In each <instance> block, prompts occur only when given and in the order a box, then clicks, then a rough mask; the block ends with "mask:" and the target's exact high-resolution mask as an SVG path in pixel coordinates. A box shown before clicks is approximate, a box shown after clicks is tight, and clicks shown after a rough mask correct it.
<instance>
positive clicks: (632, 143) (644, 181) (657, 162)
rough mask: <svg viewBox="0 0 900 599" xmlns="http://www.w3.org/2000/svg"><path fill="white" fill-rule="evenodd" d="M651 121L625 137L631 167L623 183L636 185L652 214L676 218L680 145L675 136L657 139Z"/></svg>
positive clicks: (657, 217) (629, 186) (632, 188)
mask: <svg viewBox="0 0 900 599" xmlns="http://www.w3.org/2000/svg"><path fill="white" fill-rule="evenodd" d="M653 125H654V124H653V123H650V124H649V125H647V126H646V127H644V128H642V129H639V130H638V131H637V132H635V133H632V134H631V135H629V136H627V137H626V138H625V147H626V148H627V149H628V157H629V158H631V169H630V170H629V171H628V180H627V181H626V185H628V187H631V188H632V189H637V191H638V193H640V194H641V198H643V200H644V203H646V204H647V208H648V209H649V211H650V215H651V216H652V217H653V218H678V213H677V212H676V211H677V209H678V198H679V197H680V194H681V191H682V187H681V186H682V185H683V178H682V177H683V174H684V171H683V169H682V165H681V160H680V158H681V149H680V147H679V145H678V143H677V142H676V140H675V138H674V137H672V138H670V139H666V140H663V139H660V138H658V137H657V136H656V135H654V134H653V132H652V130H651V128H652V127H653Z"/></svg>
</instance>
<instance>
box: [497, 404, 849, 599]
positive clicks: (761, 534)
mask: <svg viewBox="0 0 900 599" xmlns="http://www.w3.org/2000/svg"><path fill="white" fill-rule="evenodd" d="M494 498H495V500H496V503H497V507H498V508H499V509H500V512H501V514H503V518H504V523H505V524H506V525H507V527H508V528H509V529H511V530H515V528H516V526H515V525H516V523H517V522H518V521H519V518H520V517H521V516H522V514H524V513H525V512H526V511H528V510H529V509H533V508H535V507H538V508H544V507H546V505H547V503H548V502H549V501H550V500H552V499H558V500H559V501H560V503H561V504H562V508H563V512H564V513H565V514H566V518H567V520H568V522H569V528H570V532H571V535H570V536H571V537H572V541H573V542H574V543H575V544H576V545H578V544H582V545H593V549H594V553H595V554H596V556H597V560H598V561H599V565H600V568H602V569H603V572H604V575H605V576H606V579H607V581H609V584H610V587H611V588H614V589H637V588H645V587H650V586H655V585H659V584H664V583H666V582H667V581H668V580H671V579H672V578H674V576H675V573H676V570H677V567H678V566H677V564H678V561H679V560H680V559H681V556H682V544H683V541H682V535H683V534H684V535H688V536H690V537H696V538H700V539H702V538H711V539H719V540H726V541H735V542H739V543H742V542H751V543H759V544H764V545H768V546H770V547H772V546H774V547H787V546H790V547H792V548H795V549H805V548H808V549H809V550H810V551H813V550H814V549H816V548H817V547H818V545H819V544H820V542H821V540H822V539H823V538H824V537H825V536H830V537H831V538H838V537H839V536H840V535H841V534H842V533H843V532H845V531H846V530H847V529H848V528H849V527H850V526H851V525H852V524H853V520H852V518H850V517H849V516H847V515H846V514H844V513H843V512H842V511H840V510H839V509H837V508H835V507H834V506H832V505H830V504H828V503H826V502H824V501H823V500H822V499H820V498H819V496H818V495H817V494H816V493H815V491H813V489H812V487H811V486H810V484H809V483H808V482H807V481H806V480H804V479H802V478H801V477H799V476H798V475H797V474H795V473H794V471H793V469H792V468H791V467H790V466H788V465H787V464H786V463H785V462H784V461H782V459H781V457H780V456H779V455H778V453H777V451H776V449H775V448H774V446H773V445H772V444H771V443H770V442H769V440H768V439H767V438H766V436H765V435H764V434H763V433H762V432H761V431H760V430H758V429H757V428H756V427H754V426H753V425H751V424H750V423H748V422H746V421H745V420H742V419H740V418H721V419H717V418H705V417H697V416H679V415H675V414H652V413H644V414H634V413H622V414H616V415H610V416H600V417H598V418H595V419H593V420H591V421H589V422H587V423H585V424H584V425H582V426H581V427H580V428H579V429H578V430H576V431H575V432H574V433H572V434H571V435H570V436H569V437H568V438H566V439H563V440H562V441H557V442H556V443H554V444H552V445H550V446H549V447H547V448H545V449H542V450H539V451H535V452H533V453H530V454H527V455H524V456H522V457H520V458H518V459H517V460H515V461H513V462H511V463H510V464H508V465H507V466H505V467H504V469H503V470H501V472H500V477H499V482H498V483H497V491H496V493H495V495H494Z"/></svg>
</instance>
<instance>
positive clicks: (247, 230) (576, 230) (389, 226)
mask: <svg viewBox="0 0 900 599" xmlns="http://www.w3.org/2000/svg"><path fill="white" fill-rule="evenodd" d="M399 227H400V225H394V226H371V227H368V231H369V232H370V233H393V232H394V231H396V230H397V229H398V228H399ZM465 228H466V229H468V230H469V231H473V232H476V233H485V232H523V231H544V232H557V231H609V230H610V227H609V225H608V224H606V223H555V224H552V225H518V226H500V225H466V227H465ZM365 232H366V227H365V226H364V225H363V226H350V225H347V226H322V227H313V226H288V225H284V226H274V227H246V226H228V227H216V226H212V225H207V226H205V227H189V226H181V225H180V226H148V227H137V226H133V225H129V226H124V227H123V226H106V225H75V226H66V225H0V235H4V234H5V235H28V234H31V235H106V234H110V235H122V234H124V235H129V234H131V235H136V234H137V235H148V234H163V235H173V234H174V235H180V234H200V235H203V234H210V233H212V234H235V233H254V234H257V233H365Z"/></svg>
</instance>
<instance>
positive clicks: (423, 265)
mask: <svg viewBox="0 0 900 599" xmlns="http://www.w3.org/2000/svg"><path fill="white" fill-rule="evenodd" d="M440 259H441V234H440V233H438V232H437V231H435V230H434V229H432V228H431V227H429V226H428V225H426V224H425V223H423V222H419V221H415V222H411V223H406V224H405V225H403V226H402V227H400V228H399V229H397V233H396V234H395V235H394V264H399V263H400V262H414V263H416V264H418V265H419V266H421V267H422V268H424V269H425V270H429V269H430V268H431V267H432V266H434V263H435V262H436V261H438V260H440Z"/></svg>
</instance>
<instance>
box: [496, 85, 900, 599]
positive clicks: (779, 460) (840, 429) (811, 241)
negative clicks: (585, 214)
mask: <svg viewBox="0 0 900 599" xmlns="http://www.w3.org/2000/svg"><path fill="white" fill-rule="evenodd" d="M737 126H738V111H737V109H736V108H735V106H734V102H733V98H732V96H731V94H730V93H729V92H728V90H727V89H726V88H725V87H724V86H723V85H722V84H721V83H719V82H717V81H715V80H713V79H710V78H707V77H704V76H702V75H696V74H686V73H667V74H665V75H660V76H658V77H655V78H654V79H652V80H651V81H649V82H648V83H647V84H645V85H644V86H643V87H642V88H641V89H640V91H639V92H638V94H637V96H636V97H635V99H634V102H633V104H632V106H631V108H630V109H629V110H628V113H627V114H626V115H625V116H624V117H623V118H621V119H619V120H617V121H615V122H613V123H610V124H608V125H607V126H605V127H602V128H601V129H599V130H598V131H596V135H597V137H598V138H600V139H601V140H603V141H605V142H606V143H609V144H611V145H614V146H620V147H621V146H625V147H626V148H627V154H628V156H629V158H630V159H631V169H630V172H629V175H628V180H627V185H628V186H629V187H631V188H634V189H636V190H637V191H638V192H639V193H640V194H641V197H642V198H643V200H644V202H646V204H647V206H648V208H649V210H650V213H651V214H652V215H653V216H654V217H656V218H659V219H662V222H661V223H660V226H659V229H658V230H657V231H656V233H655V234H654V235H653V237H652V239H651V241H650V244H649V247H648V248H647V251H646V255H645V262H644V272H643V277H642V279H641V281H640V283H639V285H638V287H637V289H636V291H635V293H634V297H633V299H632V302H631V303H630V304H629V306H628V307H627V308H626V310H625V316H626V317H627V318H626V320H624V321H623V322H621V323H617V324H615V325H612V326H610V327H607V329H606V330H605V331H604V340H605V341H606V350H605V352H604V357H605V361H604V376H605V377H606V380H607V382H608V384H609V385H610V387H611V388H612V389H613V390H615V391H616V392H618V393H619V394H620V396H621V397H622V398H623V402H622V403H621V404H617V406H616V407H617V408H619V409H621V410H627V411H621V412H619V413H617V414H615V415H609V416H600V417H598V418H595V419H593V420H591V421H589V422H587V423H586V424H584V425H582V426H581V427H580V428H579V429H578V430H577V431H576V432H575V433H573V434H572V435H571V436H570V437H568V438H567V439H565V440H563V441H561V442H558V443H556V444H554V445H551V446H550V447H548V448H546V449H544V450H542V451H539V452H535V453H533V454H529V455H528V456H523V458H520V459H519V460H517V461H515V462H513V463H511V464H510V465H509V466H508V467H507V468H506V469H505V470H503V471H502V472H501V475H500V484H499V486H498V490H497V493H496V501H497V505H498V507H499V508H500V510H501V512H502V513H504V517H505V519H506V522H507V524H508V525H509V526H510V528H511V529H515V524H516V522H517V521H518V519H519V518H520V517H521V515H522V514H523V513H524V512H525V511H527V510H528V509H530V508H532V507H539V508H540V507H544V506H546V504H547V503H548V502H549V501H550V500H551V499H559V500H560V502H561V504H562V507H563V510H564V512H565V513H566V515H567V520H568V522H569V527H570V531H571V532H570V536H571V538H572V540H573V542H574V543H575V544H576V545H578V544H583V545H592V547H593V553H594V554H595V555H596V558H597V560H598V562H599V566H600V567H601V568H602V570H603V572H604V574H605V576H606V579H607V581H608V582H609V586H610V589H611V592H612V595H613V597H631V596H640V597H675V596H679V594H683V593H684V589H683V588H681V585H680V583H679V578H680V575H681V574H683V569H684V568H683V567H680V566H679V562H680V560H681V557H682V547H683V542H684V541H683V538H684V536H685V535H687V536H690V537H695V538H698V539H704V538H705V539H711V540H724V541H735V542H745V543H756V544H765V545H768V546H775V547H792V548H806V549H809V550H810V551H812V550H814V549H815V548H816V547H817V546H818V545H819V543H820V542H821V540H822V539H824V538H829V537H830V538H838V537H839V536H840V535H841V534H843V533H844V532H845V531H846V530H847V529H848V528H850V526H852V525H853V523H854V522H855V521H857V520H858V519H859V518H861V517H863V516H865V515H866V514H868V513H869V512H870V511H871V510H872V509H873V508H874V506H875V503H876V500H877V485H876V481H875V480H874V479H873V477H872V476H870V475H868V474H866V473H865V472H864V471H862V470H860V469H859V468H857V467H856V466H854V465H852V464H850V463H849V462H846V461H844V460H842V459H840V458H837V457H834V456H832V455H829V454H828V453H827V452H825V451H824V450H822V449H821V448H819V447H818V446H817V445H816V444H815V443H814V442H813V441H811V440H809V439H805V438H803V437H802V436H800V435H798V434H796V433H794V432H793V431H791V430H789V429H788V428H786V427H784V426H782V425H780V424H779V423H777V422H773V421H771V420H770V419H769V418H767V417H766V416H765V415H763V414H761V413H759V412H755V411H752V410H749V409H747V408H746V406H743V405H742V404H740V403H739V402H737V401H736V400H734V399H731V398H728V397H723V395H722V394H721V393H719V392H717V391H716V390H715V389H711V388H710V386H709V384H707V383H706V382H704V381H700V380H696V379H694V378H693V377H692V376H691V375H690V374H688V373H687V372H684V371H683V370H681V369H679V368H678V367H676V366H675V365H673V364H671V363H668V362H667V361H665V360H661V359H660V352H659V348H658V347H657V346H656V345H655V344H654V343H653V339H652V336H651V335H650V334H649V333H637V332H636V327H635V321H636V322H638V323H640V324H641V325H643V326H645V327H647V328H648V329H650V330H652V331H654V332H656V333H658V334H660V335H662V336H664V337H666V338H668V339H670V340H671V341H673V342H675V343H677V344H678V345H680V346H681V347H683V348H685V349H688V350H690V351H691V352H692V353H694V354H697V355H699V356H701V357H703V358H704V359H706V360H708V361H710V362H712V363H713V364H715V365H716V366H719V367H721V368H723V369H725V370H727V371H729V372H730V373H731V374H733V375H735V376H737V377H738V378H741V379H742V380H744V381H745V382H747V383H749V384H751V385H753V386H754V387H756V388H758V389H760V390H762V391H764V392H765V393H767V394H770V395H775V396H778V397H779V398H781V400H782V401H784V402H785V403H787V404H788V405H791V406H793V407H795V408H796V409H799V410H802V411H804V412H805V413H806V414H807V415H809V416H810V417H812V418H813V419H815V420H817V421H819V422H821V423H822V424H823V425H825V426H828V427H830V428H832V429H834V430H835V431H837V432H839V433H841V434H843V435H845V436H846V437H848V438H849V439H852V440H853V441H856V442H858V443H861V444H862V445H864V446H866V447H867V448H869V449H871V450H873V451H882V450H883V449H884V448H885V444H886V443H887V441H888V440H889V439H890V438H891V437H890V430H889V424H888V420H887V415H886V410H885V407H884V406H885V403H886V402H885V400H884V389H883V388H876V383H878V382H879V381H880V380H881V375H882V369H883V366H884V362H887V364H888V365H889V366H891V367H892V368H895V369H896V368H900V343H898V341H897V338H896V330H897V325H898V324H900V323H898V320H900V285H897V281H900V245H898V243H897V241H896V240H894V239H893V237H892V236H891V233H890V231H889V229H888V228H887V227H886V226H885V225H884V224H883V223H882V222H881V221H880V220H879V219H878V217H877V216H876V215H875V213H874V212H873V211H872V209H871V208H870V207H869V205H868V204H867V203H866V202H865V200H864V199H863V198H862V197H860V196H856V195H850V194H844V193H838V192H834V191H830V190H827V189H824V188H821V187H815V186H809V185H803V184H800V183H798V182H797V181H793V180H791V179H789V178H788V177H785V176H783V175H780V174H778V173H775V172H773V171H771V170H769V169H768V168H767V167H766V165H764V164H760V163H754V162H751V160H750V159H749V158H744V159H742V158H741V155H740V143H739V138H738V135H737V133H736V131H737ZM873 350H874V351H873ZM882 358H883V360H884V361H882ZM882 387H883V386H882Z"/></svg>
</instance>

● ● ● ● ●

INSTRUCTIONS FOR THE TASK: Return the stretch from the start of the rows through the line containing "positive clicks: (657, 217)", copied line for line with no changes.

WORKED SOLUTION:
In each <instance> block, prompts occur only when given and in the order a box, then clicks, then a rough mask; the block ends with "mask:" and the target's exact high-resolution mask as an SVG path in pixel coordinates. A box shown before clicks is approximate, a box shown after clicks is tight, and clicks shown after a rough mask correct it.
<instance>
positive clicks: (632, 143) (644, 181) (657, 162)
rough mask: <svg viewBox="0 0 900 599" xmlns="http://www.w3.org/2000/svg"><path fill="white" fill-rule="evenodd" d="M651 121L625 137L631 167L623 183L636 185L652 214L676 218L680 145L675 136L657 139Z"/></svg>
positive clicks: (657, 217) (629, 186) (632, 188)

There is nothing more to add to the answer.